What Jazz fans need to realize, is that as easily as Millsap is too slow, he may just as easily be replaced. While finding a starting power forward to produce 16 points and nine rebounds may be difficult, it’s a problem the Jazz won’t soon face. Given starters minutes, those are numbers Favors has produced since the day he dawned a Jazz uniform, and with Favors inevitable improvement, those are numbers he will likely surpass in the near future. What the Jazz will need to replace, in the event that Millsap leaves the team next off season, is a role which Millsap may himself face in the final year of his deal the organization, that of a back up.
Luckily for the Jazz, adequate backup power forwards are a dime a dozen in the NBA, and could make Millsap’s departure nearly seamless. In this past June’s draft, two highly sought after, and potentially better-than-back-up forwards were taken with picks in the early and late 20′s. Jared Sullinger at 21, and Perry Jones III at 29. The 2010 draft saw current Denver Nuggets starting PF Kenneth Faried fall to pick 22. In 2009, Chicago Bulls back-up Taj Gibson was taken with the 26th pick in the draft, and Spurs reserve big DuJuan Blair was selected in the second round. Being selected late in the draft guarantees these players contracts only a fraction of size of even a discounted Paul Millsap.

*Dataset records*

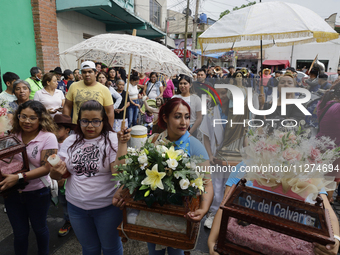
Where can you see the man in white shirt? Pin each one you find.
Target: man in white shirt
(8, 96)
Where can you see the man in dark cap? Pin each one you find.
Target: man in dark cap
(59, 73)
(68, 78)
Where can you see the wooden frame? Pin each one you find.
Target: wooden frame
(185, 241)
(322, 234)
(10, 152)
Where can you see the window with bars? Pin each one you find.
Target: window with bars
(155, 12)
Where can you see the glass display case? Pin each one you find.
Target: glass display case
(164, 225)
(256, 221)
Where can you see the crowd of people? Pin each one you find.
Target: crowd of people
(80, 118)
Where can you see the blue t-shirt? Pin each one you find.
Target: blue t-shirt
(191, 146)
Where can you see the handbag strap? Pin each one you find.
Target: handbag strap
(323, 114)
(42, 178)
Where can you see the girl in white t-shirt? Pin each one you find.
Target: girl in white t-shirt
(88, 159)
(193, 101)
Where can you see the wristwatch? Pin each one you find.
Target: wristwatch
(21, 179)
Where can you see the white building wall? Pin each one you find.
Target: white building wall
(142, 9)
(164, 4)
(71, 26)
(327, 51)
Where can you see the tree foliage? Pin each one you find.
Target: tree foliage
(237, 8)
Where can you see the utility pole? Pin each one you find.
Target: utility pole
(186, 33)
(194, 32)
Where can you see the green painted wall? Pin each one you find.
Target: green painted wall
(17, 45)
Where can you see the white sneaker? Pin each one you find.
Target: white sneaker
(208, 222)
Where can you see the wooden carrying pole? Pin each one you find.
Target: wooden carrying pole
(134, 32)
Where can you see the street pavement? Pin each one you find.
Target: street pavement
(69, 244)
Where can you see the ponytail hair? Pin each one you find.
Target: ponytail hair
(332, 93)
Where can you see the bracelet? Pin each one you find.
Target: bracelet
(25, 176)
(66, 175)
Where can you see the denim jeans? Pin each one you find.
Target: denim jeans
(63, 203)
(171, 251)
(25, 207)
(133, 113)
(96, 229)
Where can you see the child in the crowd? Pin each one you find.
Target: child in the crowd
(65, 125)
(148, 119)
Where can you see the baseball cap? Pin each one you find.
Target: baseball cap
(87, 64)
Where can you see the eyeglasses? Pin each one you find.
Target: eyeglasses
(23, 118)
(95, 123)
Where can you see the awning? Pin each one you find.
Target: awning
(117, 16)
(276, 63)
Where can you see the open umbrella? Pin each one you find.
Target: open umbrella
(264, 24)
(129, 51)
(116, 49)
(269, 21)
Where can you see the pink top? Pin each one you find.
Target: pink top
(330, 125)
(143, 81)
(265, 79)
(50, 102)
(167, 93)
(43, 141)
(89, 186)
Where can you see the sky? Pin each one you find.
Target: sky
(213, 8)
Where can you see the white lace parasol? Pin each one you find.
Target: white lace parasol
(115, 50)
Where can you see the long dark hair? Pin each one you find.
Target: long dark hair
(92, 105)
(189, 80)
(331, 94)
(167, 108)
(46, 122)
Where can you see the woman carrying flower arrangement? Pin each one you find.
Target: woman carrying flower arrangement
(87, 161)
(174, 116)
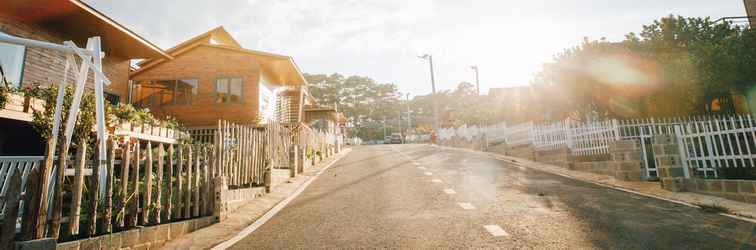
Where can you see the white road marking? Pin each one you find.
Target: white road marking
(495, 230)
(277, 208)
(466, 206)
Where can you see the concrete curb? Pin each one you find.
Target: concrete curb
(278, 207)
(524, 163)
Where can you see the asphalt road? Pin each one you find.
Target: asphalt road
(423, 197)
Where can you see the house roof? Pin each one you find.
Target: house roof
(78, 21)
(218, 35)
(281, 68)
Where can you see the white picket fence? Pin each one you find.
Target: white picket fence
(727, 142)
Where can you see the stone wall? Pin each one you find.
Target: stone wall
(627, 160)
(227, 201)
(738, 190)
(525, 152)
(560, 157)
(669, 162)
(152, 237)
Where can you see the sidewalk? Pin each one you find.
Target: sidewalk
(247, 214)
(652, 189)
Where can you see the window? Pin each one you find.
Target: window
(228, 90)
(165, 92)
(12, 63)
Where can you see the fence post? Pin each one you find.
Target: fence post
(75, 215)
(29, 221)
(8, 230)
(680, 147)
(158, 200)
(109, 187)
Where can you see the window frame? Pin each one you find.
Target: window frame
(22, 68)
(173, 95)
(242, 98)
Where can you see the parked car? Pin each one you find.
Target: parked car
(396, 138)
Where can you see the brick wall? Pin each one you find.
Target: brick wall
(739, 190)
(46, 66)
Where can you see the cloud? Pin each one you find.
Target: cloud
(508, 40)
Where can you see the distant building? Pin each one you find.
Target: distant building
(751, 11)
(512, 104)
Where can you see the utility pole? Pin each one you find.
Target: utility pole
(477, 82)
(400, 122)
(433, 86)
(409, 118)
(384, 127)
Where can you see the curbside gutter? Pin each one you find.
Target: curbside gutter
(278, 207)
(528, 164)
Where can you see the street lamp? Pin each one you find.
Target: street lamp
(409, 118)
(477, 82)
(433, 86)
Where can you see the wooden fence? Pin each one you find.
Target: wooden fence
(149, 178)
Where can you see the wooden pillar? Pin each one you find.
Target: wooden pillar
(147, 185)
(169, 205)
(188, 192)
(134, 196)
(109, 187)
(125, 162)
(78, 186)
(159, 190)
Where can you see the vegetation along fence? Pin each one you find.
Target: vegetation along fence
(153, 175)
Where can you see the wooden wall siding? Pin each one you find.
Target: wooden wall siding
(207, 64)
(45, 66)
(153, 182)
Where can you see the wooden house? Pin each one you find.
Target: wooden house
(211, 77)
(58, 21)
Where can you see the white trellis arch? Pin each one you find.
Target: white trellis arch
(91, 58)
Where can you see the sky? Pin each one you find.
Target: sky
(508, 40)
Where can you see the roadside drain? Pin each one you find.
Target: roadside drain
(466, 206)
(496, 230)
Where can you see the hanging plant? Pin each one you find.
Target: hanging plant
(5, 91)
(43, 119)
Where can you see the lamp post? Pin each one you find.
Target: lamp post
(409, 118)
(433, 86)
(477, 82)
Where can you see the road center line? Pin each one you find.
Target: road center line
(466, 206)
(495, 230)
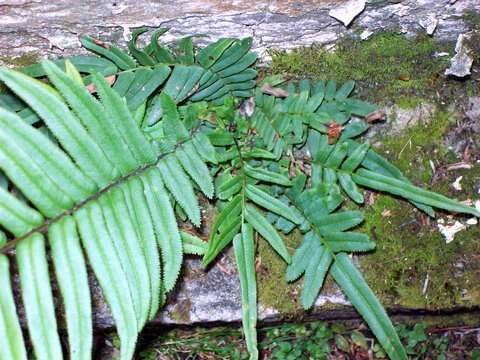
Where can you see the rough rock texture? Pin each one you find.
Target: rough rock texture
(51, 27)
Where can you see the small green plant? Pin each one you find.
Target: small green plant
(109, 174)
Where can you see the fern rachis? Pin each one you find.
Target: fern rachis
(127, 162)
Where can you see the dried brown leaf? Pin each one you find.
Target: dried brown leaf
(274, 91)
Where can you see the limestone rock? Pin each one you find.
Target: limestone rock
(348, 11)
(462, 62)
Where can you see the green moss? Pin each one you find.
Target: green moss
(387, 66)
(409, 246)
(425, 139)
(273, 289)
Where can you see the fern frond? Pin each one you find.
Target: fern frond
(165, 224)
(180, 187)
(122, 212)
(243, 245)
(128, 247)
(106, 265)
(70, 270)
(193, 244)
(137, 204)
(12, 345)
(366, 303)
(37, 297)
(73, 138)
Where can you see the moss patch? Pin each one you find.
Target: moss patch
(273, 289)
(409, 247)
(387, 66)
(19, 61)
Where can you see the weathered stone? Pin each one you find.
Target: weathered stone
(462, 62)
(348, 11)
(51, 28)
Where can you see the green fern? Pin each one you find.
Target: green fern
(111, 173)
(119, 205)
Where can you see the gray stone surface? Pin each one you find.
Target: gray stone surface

*Brief 1*
Print the passage of the Jazz article from "Luckily for the" up to and including "discounted Paul Millsap.".
*Brief 2*
According to the Jazz article, which pick was Kenneth Faried selected with in the 2010 draft?
*Brief 3*
Continue the article on Paul Millsap and the Jazz from its last sentence.
This material has no connection to the article on Paul Millsap and the Utah Jazz.

*Exercise response 1*
Luckily for the Jazz, adequate backup power forwards are a dime a dozen in the NBA, and could make Millsap’s departure nearly seamless. In this past June’s draft, two highly sought after, and potentially better-than-back-up forwards were taken with picks in the early and late 20′s. Jared Sullinger at 21, and Perry Jones III at 29. The 2010 draft saw current Denver Nuggets starting PF Kenneth Faried fall to pick 22. In 2009, Chicago Bulls back-up Taj Gibson was taken with the 26th pick in the draft, and Spurs reserve big DuJuan Blair was selected in the second round. Being selected late in the draft guarantees these players contracts only a fraction of size of even a discounted Paul Millsap.

*Exercise response 2*
He was taken with pick 22.

*Exercise response 3*
And beyond the draft, rotational power forwards are being picked up at discount rates due to the NBA’s new one time amnesty provision. Luis Scola, a borderline All-Star in Houston was acquired by Phoenix after being amnestied by the Rockets for what would be pennies on the dollar in the open market. Former All-Star Elton Brand was awarded to the Dallas Mavericks to back up Dirk Nowitzki after they placed the 2.1 million dollar winning bid using the amnesty process. With the pending tax penalty increase for teams above the tax threshold, which kicks in during the summer of 2013, the league is likely to see even more high caliber players being sold at massive discounts to avoid the enormous tax penalties.
With the Jazz having only committed salaries to Favors, Gordon Hayward, Enes Kanter, Alec Burks and Jeremy Evans beyond this season, the Jazz could be huge players in the bidding process. In addition, the free agent market in 2013 will feature names like Lamar Odom, David West, Nikola Pekovic and the previously mentioned DuJuan Blair, to make no mention of the possiblity of growth from Jeremy Evans and Enes Kanter which would render the search for a third big man unnecessary.
And so, as the Jazz evolve into the next era of NBA basketball, one made up of longer, faster, more explosive players in the model of Derrick Favors, the Jazz smartest move may be to mirror Paul Millsap once again; pass on this contract and find a better deal.